- **DOCUMENT PASSAGE**:
==========
Date Wed, 11 Feb 2009 10:20:39 GMT
2009/2/10 John O'Hara <john.r.ohara@gmail.com>:
> Very well considered, and highly flexible.Compatible with where AMQP1.0 is
> heading (wrt TLS handling -- balance of opinion is that TLS will be on the
> same port, as it would be for Kerberos based encryption).
> Missed out a TLS example:
> amqp+tls://foo:bar@tcp:host1:1234/vhost?clientid=baz

Not sure you need to have a TLS in the URL since it is negotiated on
initiating the connection (similarly to frame size and others) thus I
would have thought that it is more likely an option if anything - and
the client in general should know whether it wants TLS regardless of
which alternative broker it is connected to.  It really depends on the
use cases for these URLs which I'm not entirely clear on.

In 0-10 we had a special exchange to provide clients with a list of
alternative hosts onto which they might move their connections in the
case of failover.  As of yet this functionality is not in 1-0 draft
(since exchanges have been removed).  Further in this use case there
would not seem to be any need (and it fact it would be very
undesirable) to have the username/password in the URL.
Username/password is also somewhat authentication mechanism specific
(i.e. not all methods of authentication use username and password to
establish identity).

If we were only considering the "server sends a list of alternative
brokers to the client" case then we could (theoretically) have simpler
URLs that only speak of one host, and have the server send back a list
of them (rather than a more complicated compound URL containing many
hosts).  That leads me to believe that what we are trying to define is
also meant to apply more generally and be stored as application

I think for this work to make it into the 1-0 spec we would need to
have a full description of the purpose and examples of use of the
proposed URLs as they related to the 1-0 model.  Further I am wary of
calling this the "AMQP" URL format.  As was pointed out to me
yesterday by Rafi, for e-mails the url most often used is the
mailto:foo@bar.com - we don't often talk about e-mail URLs for
connecting to your SMTP or POP3 servers.  By analogy the "AMQP" URL
would be amqp:queue@host ... and what is being described here is some
sort of AMQP Server Connection URL...
==========
- **DATA EXCERPTS**:
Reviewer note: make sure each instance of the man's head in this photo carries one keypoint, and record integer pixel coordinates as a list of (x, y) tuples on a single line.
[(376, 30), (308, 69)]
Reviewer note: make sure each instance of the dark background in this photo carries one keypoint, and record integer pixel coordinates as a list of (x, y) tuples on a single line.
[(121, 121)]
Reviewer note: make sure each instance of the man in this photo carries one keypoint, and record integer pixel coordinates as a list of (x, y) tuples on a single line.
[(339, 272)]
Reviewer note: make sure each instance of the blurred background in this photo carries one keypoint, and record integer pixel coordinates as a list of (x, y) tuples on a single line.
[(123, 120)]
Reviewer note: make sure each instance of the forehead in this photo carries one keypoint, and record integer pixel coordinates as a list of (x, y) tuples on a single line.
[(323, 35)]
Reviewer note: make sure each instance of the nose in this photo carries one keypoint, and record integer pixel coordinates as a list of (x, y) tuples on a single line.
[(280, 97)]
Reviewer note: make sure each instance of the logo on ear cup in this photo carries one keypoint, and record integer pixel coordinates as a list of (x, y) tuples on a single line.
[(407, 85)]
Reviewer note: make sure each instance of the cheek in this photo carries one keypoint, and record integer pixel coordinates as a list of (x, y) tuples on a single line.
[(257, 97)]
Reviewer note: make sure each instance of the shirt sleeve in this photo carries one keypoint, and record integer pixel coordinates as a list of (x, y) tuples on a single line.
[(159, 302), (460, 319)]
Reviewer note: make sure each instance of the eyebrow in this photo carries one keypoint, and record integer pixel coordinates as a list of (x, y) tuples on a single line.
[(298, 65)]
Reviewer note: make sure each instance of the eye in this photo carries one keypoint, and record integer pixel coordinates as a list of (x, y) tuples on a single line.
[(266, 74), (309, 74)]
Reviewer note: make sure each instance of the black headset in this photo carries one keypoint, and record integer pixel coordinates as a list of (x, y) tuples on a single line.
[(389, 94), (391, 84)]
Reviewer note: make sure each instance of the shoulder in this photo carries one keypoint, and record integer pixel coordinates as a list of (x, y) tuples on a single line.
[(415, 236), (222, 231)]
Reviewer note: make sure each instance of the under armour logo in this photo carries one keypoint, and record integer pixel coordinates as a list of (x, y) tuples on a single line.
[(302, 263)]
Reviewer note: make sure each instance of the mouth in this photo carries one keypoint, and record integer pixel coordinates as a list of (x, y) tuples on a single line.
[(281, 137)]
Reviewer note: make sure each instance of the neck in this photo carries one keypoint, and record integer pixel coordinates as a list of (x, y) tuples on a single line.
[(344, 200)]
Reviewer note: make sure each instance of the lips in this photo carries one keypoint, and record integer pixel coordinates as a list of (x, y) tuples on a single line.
==========
- **GIVEN PROBLEM A**: Return the part of the AMQP URL email starting at "I think for" and ending at "Server Connection URL...".
- **GIVEN PROBLEM B**: Rewrite the records as a Markdown table with the columns Nr and Line, starting at the line that contains "Reviewer note: make sure each instance of the neck" and ending at the last line of the records. Number each row and leave out blank lines.
The email and the records are unrelated to each other.

- **EXPECTED ANSWER A**:
I think for this work to make it into the 1-0 spec we would need to
have a full description of the purpose and examples of use of the
proposed URLs as they related to the 1-0 model.  Further I am wary of
calling this the "AMQP" URL format.  As was pointed out to me
yesterday by Rafi, for e-mails the url most often used is the
mailto:foo@bar.com - we don't often talk about e-mail URLs for
connecting to your SMTP or POP3 servers.  By analogy the "AMQP" URL
would be amqp:queue@host ... and what is being described here is some
sort of AMQP Server Connection URL...

- **EXPECTED ANSWER B**:
| Nr | Line |
|---|---|
| 1 | Reviewer note: make sure each instance of the neck in this photo carries one keypoint, and record integer pixel coordinates as a list of (x, y) tuples on a single line. |
| 2 | [(344, 200)] |
| 3 | Reviewer note: make sure each instance of the lips in this photo carries one keypoint, and record integer pixel coordinates as a list of (x, y) tuples on a single line. |